What is required ▸ The data below needs to be returned exactly, line for line.

Records supplied ▸
────

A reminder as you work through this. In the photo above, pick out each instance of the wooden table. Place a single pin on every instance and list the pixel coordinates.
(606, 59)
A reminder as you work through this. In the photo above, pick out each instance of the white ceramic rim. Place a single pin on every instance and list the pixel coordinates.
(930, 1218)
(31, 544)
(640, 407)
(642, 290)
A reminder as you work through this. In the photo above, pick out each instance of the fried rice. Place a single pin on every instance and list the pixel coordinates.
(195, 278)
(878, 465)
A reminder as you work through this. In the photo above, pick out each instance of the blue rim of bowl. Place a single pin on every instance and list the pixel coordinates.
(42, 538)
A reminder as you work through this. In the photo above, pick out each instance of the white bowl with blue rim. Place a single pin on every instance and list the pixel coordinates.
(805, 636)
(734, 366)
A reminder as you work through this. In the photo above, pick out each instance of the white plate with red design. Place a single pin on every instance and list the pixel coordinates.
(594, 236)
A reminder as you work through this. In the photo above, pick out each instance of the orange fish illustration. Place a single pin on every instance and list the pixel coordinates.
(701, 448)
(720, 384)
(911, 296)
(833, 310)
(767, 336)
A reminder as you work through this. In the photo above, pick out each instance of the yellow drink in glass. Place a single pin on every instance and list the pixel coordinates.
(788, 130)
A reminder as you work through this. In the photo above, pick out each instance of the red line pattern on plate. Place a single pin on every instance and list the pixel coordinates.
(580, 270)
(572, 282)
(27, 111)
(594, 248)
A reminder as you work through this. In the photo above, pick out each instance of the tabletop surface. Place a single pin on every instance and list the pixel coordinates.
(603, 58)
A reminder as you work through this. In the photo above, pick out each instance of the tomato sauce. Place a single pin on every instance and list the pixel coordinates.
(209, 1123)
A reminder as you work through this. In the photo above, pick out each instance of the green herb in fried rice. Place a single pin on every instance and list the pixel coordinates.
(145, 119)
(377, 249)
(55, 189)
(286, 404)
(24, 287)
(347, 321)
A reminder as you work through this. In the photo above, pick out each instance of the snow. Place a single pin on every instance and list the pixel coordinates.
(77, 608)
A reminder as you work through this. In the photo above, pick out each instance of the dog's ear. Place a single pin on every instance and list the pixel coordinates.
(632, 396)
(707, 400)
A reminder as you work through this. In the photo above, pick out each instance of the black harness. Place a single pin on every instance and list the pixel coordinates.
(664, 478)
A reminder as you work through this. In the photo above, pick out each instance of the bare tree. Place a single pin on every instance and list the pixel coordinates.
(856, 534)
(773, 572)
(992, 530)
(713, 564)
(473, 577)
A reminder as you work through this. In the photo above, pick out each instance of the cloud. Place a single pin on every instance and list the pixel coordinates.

────

Written solution ▸
A reminder as you work through this. In the photo above, pick out each instance of the wooden table. Place a single pin on every instance and list the pixel coordinates.
(606, 59)
A reminder as you work through this. In the photo above, pick out each instance of the white ceramic rim. Place a single pin on every instance and list the pixel coordinates.
(930, 1218)
(31, 544)
(640, 407)
(642, 290)
A reminder as you work through this. In the photo above, pick out each instance of the fried rice. Place a single pin on every instance and list the pixel coordinates.
(195, 278)
(878, 465)
A reminder as you work through this. In the photo above, pick out each instance of the blue rim of bowl. Place a single pin on every instance and list the pixel coordinates.
(42, 538)
A reminder as you work through this. In the photo above, pick out each instance of the white bowl with blue rim. Place a single pin on every instance and list the pixel coordinates.
(805, 636)
(734, 366)
A reminder as you work through this. In the photo above, pick out each instance of the white plate with red design. Place a single pin on every instance and list the pixel coordinates.
(594, 236)
A reminder as you work through this. In the photo above, pick out each instance of the orange fish illustration. Place a single pin on every instance and list the pixel coordinates.
(701, 448)
(720, 384)
(911, 296)
(833, 310)
(767, 336)
A reminder as you work through this. In the photo above, pick out each instance of the yellow drink in glass. Place a single pin on every instance and list the pixel coordinates.
(788, 130)
A reminder as you work through this. In the photo above, pick out each instance of the red line pattern on plate. Place a single pin on every instance and list the pixel coordinates.
(580, 270)
(572, 282)
(27, 111)
(594, 248)
A reminder as you work through this. In the photo above, pick out each instance of the tabletop surface. Place a single pin on every instance and list the pixel coordinates.
(603, 58)
A reminder as you work through this. In the photo above, pick out each instance of the tomato sauce. Place a single pin on every instance and list the pixel coordinates.
(209, 1123)
A reminder as you work through this. In the photo above, pick out each instance of the green herb in fried rice. Place a single pin on every instance and list the pixel coordinates.
(145, 119)
(377, 249)
(55, 189)
(286, 404)
(24, 287)
(347, 321)
A reminder as you work through this. In the photo above, pick out each instance of the snow. Place a single pin on every instance and list the pixel coordinates.
(77, 608)
A reminder as you work through this. In the photo above, pick out each instance of the dog's ear. Place a single pin on every instance and list the pixel coordinates.
(632, 396)
(707, 400)
A reminder as you work through this. In the photo above, pick out each instance of the black harness. Place a single pin on every instance and list the pixel coordinates.
(664, 478)
A reminder as you work through this. In the photo above, pick out each instance of the bare tree. Place a single pin on every instance and list the pixel coordinates.
(856, 534)
(773, 572)
(992, 530)
(713, 564)
(473, 577)
A reminder as you work through this. In the photo above, pick out each instance of the cloud. Place a single pin on every instance and list the pixel coordinates.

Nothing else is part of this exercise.